**ФРАГМЕНТ ТЕКСТА**.

Чем шире круг, из которого набираются политики и государственные служащие, тем ниже, кажется, опускается их интеллектуальный уровень. Это ухудшение кадрового состава правительства стало еще более заметным с моральной точки зрения. Политика имеет тенденцию становиться более коррумпированной, более низменной и пачкать руки тех, кто в ней участвует, и тех, кто зарабатывает ею на жизнь. Политические битвы стали слишком ожесточенными и слишком вульгарными, чтобы не вызывать отвращения у самых благородных и честных натур своей жестокостью и интригами. Элита нации во многих странах проявляет тенденцию держаться от них подальше. Политика — это индустрия, в которой человеку для процветания требуется меньше интеллекта и знаний, чем смелости и способности к интригам. В некоторых государствах она уже стала самой позорной из карьер. Партии — это синдикаты по эксплуатации, и их формы становятся все более бесстыдными.

Более поздний отчет о французской политике, основанный на инсайдерских знаниях и опыте, — это замечательный роман виконта Ле Вогюэ «Les Morts qui parlent» («Мертвые, которые говорят»). Читатели этой книги не забудут описание «ванны ненависти» (bain de haine), в которую сразу же оказывается погружен новый депутат, и раковой опухоли коррупции, которая разъедает всю систему. Неудивительно, что большинство французов не хотят голосовать. В 1906 году было подано 5 209 606 голосов, а 6 383 852 избирателя не пришли на участки. Послужной список демократии в новых странах не лучше. Мы должны с сожалением признать, что Луи Симон был прав, когда сказал: «Мало кто берет на себя труд убеждать народ, кроме тех, кто видит свой интерес в том, чтобы обманывать его».

2. Демократия — легкая жертва шибболетов и броских лозунгов, как слишком хорошо знают все демагоги. «Абстрактная идея», как говорит Шерер, — «это естественная пища народной риторики, фатальная форма мышления, которая за неимением твердых знаний действует в вакууме». Политику достаточно найти захватывающую формулу; факты и аргументы бессильны против нее. Искусство демагога — это искусство попугая; он должен снова и снова произносить какой-нибудь бессмысленный лозунг, воздействуя на внушаемость толпы. Архиепископ Тренч в работе «Об изучении слов» отмечает этот психологический факт и то, как его обычно используют.

**ПОКАЗАННЫЕ ЗАПИСИ**.
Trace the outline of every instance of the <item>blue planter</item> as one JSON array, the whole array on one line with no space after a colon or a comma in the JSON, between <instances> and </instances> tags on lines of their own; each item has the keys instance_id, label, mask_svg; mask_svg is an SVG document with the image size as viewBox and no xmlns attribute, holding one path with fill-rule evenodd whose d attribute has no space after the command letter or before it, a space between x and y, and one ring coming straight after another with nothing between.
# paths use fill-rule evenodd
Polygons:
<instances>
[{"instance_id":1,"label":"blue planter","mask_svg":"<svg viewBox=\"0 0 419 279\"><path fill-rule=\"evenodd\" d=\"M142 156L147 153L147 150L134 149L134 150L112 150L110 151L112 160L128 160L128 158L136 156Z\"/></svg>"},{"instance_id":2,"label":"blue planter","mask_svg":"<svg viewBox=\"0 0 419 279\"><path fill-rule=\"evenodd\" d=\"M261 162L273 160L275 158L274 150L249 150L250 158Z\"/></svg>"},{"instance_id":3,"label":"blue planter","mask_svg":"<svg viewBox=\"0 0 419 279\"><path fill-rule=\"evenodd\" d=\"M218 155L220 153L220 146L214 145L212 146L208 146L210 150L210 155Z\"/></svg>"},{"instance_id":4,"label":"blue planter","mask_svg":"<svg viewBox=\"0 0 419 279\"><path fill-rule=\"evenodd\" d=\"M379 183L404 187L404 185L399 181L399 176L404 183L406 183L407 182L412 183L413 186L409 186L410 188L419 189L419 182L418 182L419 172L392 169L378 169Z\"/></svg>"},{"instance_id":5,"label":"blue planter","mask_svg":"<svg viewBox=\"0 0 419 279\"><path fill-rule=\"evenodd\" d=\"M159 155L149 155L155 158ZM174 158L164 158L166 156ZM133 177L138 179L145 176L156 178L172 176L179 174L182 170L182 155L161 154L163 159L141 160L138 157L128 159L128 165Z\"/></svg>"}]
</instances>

**КОРОТКАЯ ЗАДАЧА 1**.
Сколько избирателей не пришли на участки в 1906 году, согласно фрагменту о демократии?
**КОРОТКАЯ ЗАДАЧА 2**.
Перепишите из фрагмента о демократии без изменений часть, которая начинается со слов «2. Демократия —» и заканчивается словами «его обычно используют.».
**КОРОТКАЯ ЗАДАЧА 3**.
Назовите всех людей, упомянутых по имени во фрагменте о демократии.

**ПОЛНОЕ РЕШЕНИЕ 1**.
6 383 852 избирателя.

**ПОЛНОЕ РЕШЕНИЕ 2**.
2. Демократия — легкая жертва шибболетов и броских лозунгов, как слишком хорошо знают все демагоги. «Абстрактная идея», как говорит Шерер, — «это естественная пища народной риторики, фатальная форма мышления, которая за неимением твердых знаний действует в вакууме». Политику достаточно найти захватывающую формулу; факты и аргументы бессильны против нее. Искусство демагога — это искусство попугая; он должен снова и снова произносить какой-нибудь бессмысленный лозунг, воздействуя на внушаемость толпы. Архиепископ Тренч в работе «Об изучении слов» отмечает этот психологический факт и то, как его обычно используют.

**ПОЛНОЕ РЕШЕНИЕ 3**.
Виконт Ле Вогюэ, Луи Симон, Шерер, архиепископ Тренч.